Rewrite every entry below, changing "simplified polygon" to "reduced polygon" and keeping everything else the same.

════════════════════

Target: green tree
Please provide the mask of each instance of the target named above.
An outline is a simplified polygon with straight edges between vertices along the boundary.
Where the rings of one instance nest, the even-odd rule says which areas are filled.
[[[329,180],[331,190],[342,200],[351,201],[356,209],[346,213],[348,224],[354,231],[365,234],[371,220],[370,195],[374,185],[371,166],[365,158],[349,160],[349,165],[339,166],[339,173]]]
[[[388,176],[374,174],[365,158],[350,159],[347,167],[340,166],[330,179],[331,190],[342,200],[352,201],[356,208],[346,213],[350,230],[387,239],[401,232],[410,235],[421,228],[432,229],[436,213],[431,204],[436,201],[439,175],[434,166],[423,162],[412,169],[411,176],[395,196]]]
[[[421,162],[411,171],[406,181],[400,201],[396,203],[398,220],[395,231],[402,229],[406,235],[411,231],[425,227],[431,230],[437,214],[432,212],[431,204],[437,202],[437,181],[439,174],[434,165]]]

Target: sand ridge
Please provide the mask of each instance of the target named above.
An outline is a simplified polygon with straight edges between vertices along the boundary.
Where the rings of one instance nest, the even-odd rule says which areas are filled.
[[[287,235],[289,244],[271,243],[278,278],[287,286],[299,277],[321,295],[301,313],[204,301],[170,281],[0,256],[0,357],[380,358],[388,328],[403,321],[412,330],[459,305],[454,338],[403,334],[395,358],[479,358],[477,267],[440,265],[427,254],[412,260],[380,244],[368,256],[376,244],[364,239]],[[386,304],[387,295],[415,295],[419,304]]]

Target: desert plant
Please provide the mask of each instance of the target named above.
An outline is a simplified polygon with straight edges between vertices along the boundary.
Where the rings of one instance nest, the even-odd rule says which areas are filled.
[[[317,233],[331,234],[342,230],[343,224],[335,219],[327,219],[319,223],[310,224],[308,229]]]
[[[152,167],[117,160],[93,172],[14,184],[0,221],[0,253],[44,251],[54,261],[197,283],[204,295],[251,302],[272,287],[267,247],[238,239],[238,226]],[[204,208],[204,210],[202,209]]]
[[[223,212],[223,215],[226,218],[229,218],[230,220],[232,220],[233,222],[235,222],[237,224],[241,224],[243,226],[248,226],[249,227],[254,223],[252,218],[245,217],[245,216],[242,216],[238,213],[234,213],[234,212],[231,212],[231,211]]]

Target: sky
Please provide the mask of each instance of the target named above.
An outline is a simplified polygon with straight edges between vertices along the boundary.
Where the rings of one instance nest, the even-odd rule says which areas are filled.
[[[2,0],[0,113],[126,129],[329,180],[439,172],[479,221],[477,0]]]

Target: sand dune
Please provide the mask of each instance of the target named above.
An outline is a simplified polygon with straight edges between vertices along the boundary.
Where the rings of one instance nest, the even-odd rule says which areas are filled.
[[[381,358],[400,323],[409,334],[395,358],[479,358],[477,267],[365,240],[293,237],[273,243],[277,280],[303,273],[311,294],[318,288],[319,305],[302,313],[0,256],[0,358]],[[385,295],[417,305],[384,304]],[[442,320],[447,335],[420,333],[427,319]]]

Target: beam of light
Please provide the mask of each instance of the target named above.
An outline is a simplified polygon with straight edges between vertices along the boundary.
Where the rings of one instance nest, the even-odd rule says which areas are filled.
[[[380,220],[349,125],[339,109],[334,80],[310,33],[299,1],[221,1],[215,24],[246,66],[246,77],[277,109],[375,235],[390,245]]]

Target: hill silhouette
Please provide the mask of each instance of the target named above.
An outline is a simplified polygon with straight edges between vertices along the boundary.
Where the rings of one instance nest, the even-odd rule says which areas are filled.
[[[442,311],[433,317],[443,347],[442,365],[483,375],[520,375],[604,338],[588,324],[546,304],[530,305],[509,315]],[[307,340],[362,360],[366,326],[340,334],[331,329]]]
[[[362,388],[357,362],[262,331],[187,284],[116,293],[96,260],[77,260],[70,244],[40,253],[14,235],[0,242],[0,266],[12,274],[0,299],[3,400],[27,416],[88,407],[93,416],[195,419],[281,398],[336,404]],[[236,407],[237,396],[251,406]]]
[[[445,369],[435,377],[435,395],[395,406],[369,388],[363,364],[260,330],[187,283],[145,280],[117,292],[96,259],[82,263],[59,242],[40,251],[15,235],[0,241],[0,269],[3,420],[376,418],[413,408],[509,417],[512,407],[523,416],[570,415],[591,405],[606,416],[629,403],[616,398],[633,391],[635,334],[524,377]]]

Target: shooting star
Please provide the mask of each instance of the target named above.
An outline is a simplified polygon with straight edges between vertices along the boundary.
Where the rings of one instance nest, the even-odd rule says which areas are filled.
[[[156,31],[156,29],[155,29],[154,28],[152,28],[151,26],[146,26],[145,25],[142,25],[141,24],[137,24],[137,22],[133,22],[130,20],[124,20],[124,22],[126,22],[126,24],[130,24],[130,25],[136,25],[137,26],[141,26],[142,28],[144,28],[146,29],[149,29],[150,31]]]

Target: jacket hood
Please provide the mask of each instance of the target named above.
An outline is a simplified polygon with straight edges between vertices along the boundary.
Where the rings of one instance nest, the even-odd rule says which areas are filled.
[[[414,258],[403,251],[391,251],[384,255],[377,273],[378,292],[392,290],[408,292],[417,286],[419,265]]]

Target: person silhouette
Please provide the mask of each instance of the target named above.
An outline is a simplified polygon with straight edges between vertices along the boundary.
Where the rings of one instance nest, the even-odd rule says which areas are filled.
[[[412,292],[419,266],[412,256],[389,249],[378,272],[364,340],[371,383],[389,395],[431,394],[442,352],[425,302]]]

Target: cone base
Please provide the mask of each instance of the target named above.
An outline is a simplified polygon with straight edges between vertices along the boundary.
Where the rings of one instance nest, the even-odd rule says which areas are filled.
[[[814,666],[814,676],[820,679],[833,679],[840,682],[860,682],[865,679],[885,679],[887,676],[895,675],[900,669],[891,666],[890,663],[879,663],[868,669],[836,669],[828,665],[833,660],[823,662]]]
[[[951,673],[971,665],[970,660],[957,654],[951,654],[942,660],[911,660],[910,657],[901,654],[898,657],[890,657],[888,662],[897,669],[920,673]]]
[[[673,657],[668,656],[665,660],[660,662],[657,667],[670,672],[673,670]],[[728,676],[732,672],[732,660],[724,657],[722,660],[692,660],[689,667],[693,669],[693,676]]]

════════════════════

**SOLUTION:**
Target: green tree
Please provide the mask of each instance of the target named above.
An outline is a reduced polygon with straight edges between vertices along the boundary.
Where the rings of one instance nest, the even-odd rule says which areas are filled.
[[[329,180],[331,190],[342,200],[351,201],[356,209],[346,213],[348,224],[354,231],[365,234],[371,220],[370,195],[374,185],[371,166],[365,158],[349,160],[349,165],[339,166],[339,173]]]
[[[388,176],[374,174],[365,158],[350,159],[347,167],[340,166],[330,179],[331,190],[342,200],[352,201],[356,208],[346,213],[350,230],[387,239],[401,232],[410,235],[421,228],[432,229],[436,213],[431,204],[436,201],[439,175],[434,166],[423,162],[412,169],[411,176],[395,196]]]
[[[421,162],[411,171],[406,181],[400,201],[396,203],[398,220],[395,231],[402,229],[406,235],[411,231],[425,227],[431,230],[437,214],[432,212],[431,204],[437,202],[437,181],[439,174],[434,165]]]

Target: sand ridge
Please provide the mask of each instance of the target named above.
An outline is a reduced polygon with straight edges between vertices along the boundary.
Where the rings of one instance nest, the even-odd rule says which areas are filled.
[[[287,235],[289,244],[271,243],[278,278],[287,286],[299,277],[321,295],[301,313],[204,301],[170,281],[0,256],[0,357],[380,358],[388,328],[403,321],[412,330],[459,305],[454,338],[403,334],[395,358],[479,358],[477,267],[440,265],[427,254],[412,260],[380,244],[368,256],[376,244],[364,239]],[[386,304],[387,295],[415,295],[419,304]]]

Target: desert plant
Please provide the mask of each instance of the target named above.
An outline is a reduced polygon with straight edges between vertices along the boundary.
Where the rings of one instance nest, the even-odd rule says which areas are filled.
[[[317,233],[331,234],[342,230],[343,224],[335,219],[327,219],[319,223],[310,224],[308,229]]]
[[[152,167],[117,160],[93,172],[14,184],[0,221],[0,253],[44,251],[54,261],[197,283],[204,295],[251,302],[272,287],[267,247],[238,239],[238,226]],[[204,208],[204,210],[202,209]]]
[[[223,212],[223,215],[226,218],[229,218],[230,220],[232,220],[233,222],[235,222],[237,224],[241,224],[243,226],[248,226],[249,227],[254,223],[252,218],[245,217],[245,216],[242,216],[238,213],[234,213],[234,212],[231,212],[231,211]]]

Target: sky
Please provide the mask of each instance of the target named above.
An outline is a reduced polygon with straight edges between vertices along the boundary.
Where the rings of one instance nest, the even-odd rule says which areas are filled.
[[[2,0],[0,113],[126,129],[329,180],[439,172],[479,221],[477,0]]]

Target: sand dune
Please provide the mask of each instance of the target named above.
An outline is a reduced polygon with straight edges between vertices along the boundary.
Where the rings of one instance nest, the even-odd rule says which areas are filled.
[[[381,358],[400,323],[409,334],[395,358],[479,358],[477,267],[365,240],[293,237],[273,243],[277,280],[303,273],[311,294],[318,288],[319,305],[302,313],[0,256],[0,358]],[[385,295],[417,305],[384,304]],[[442,320],[447,335],[420,333],[427,319]]]

Target: beam of light
Please provide the mask of each instance of the target named above.
An outline is a reduced polygon with straight edges between vertices along the boundary.
Where the rings of one instance nest, the even-odd rule says which areas are filled.
[[[380,220],[349,125],[339,109],[334,80],[310,33],[299,1],[221,1],[215,24],[246,66],[246,77],[277,109],[375,235],[390,245]]]

Target: hill silhouette
Please provide the mask of each instance of the target named above.
An outline is a reduced polygon with straight edges between vertices along the boundary.
Where the rings of one instance nest, the even-odd rule says which areas are filled.
[[[442,311],[433,317],[443,347],[442,365],[483,375],[520,375],[604,338],[588,324],[546,304],[530,305],[509,315]],[[307,340],[362,360],[366,326],[340,334],[331,329]]]
[[[362,388],[357,362],[262,331],[187,284],[116,293],[96,260],[77,260],[70,244],[40,253],[14,235],[0,242],[0,266],[12,274],[0,299],[3,400],[27,416],[88,407],[93,416],[195,419],[281,398],[336,404]],[[236,407],[237,396],[251,406]]]
[[[445,369],[435,377],[435,395],[395,406],[369,388],[363,364],[260,330],[187,283],[145,280],[117,292],[96,259],[82,263],[59,242],[40,251],[15,235],[0,241],[0,269],[3,420],[376,418],[413,408],[509,417],[512,407],[523,416],[570,415],[591,405],[606,416],[629,403],[616,398],[633,391],[635,334],[524,377]]]

Target: shooting star
Please provide the mask of each instance of the target named above.
An outline is a reduced polygon with straight edges between vertices along the boundary.
Where the rings of one instance nest, the even-odd rule says which areas are filled.
[[[156,31],[156,29],[155,29],[154,28],[152,28],[151,26],[146,26],[145,25],[142,25],[141,24],[137,24],[137,22],[133,22],[130,20],[124,20],[124,22],[126,22],[126,24],[130,24],[130,25],[136,25],[137,26],[141,26],[142,28],[144,28],[146,29],[149,29],[150,31]]]

Target: jacket hood
Please provide the mask of each instance of the target named above.
An outline is a reduced polygon with straight edges between vertices along the boundary.
Where the rings of one instance nest, the even-odd rule says which areas are filled.
[[[414,258],[403,251],[391,251],[384,255],[377,273],[378,292],[392,290],[408,292],[417,286],[419,265]]]

Target: person silhouette
Please provide the mask of each instance of the target named above.
An outline is a reduced polygon with straight edges between vertices along the boundary.
Where the rings of one instance nest, the even-odd rule says which areas are filled.
[[[412,292],[419,266],[412,256],[389,249],[378,272],[364,340],[371,383],[389,395],[431,394],[442,352],[425,302]]]

Target: cone base
Please provide the mask of each instance of the target named above.
An outline is a reduced polygon with straight edges between vertices along the boundary.
Where the rings of one instance nest, the even-odd rule says which areas are filled.
[[[814,666],[814,676],[820,679],[833,679],[840,682],[860,682],[865,679],[885,679],[887,676],[895,675],[900,669],[891,666],[890,663],[879,663],[868,669],[836,669],[828,665],[833,660],[823,662]]]
[[[951,673],[971,665],[970,660],[957,654],[951,654],[942,660],[911,660],[910,657],[901,654],[898,657],[890,657],[888,662],[897,669],[920,673]]]
[[[673,657],[668,656],[665,660],[660,662],[657,667],[670,672],[673,670]],[[728,676],[732,672],[732,660],[724,657],[722,660],[692,660],[689,667],[693,669],[693,676]]]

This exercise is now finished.